• WORK ITEM: Search each line below for the word "handle" and list those that contain it.

• SUPPLIED RECORDS:
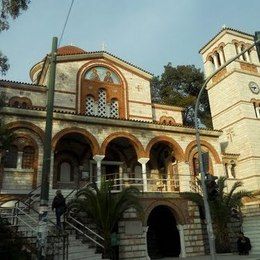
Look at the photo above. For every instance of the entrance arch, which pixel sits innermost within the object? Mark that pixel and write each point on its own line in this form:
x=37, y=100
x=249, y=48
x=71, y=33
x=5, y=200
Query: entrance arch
x=163, y=239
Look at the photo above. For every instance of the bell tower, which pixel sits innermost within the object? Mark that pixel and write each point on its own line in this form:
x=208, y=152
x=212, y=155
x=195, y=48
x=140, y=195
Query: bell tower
x=234, y=95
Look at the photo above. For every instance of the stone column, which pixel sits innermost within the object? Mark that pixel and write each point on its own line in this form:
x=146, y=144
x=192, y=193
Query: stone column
x=51, y=170
x=215, y=61
x=145, y=230
x=19, y=160
x=182, y=241
x=239, y=48
x=184, y=176
x=247, y=57
x=98, y=158
x=143, y=162
x=221, y=55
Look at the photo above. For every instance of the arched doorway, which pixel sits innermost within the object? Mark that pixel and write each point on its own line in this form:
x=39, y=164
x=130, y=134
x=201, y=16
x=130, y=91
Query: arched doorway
x=121, y=161
x=72, y=158
x=163, y=238
x=163, y=167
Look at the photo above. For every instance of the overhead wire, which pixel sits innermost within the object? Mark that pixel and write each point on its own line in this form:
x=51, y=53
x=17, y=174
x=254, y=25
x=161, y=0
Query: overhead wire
x=65, y=24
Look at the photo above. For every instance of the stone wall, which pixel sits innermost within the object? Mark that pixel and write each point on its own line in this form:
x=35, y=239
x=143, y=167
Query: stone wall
x=193, y=236
x=132, y=237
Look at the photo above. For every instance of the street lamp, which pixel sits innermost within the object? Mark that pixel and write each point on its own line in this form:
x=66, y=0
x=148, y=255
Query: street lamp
x=202, y=170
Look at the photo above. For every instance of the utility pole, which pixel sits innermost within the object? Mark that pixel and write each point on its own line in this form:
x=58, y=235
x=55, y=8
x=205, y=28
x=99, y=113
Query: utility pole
x=44, y=198
x=202, y=170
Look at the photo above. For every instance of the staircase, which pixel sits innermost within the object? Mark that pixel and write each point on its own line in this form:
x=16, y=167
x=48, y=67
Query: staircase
x=76, y=242
x=251, y=226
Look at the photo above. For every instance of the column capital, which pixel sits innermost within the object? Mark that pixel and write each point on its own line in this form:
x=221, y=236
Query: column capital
x=143, y=160
x=98, y=157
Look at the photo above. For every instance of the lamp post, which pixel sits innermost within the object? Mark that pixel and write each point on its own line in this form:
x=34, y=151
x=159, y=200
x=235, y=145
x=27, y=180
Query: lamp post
x=202, y=170
x=44, y=196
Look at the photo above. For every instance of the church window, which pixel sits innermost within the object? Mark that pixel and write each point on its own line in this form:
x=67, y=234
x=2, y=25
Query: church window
x=102, y=102
x=16, y=104
x=196, y=169
x=226, y=170
x=243, y=55
x=218, y=59
x=102, y=74
x=114, y=108
x=28, y=157
x=24, y=105
x=213, y=66
x=233, y=171
x=11, y=157
x=89, y=105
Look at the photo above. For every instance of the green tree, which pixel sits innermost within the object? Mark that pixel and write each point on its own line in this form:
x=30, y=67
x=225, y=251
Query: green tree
x=179, y=86
x=10, y=9
x=105, y=208
x=222, y=210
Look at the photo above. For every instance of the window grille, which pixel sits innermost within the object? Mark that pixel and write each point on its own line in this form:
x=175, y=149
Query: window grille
x=114, y=108
x=11, y=157
x=102, y=102
x=89, y=105
x=28, y=157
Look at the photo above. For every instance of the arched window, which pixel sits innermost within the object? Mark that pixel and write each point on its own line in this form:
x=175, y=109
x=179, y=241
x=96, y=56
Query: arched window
x=24, y=105
x=218, y=59
x=233, y=171
x=102, y=102
x=114, y=108
x=28, y=157
x=226, y=170
x=16, y=104
x=196, y=168
x=65, y=174
x=107, y=89
x=11, y=157
x=243, y=55
x=89, y=105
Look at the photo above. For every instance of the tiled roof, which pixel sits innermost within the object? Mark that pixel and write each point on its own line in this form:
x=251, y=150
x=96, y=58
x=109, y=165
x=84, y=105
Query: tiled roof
x=8, y=82
x=224, y=29
x=119, y=119
x=103, y=52
x=69, y=50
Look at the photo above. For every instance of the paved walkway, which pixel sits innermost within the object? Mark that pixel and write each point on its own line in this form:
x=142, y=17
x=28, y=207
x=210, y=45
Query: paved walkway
x=219, y=257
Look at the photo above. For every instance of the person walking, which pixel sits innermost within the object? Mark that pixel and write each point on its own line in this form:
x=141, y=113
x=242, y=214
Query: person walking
x=59, y=205
x=243, y=244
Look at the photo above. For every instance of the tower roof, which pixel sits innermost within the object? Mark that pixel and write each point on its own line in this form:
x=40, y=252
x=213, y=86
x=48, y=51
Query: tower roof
x=225, y=29
x=69, y=49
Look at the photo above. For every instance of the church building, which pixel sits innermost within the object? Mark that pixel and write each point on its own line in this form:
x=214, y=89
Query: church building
x=106, y=125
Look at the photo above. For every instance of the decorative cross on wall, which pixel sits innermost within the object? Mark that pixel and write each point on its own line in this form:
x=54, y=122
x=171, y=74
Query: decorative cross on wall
x=138, y=88
x=230, y=134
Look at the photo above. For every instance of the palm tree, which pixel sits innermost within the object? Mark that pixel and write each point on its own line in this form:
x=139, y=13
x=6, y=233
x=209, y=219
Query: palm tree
x=222, y=208
x=105, y=208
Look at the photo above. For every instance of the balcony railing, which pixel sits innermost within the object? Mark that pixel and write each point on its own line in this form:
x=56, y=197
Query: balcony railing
x=173, y=184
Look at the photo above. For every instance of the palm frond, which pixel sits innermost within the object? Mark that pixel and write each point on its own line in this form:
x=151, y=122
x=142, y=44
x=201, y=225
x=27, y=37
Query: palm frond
x=194, y=197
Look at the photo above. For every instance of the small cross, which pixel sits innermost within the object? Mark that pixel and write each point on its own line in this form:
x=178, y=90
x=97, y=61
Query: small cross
x=138, y=88
x=230, y=134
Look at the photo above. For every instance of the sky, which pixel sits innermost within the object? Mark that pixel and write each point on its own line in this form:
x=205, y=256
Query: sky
x=147, y=33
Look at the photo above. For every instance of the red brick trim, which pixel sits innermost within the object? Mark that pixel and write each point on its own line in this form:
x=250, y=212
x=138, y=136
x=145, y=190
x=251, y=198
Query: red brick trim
x=168, y=140
x=89, y=137
x=133, y=140
x=193, y=145
x=22, y=124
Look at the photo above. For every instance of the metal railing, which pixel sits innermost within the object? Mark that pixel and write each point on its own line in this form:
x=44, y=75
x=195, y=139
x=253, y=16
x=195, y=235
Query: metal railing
x=169, y=184
x=85, y=231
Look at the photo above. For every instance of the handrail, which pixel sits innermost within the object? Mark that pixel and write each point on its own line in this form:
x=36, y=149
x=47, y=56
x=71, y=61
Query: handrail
x=26, y=224
x=75, y=189
x=84, y=234
x=90, y=230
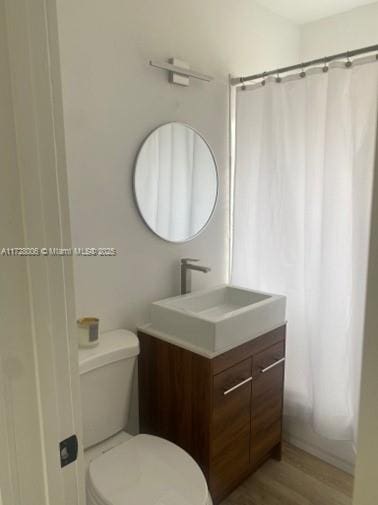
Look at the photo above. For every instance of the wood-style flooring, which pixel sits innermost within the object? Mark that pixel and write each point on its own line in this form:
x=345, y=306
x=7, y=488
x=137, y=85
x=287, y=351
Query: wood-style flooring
x=299, y=479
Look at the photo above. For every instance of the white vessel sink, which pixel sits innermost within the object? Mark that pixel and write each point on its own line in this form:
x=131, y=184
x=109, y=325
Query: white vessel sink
x=218, y=319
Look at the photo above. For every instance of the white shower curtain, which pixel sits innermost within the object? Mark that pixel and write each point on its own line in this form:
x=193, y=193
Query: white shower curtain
x=302, y=192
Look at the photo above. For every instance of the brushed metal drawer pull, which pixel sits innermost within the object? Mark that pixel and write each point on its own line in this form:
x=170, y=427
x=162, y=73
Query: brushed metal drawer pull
x=237, y=386
x=263, y=370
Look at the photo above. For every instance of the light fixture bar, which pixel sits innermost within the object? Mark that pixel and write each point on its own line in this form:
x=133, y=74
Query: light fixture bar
x=181, y=71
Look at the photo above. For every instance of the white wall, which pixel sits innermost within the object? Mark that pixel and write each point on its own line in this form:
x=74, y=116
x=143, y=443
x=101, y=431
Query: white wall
x=366, y=486
x=113, y=98
x=351, y=30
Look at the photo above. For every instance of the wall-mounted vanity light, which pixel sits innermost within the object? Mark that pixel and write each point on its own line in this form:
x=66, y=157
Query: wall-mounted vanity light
x=179, y=71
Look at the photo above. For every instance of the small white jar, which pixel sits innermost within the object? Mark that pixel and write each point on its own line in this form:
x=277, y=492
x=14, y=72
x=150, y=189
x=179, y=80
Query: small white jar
x=88, y=331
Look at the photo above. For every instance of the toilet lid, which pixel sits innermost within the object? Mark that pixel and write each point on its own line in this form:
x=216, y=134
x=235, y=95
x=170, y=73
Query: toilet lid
x=147, y=470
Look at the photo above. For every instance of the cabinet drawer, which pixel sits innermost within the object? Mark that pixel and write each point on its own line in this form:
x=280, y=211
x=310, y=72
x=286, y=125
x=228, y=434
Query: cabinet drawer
x=231, y=405
x=264, y=441
x=230, y=466
x=268, y=359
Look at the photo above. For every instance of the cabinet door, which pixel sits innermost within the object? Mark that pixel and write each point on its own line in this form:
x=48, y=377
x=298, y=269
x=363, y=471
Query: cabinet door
x=267, y=401
x=231, y=426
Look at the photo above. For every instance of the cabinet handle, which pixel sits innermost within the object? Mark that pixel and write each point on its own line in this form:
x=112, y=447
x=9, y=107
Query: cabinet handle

• WRITTEN RESPONSE:
Look at the photo above. For every instance of the cabinet handle, which pixel sits innermost within the object? Mark that pixel and write each point on its own line in this form:
Query: cabinet handle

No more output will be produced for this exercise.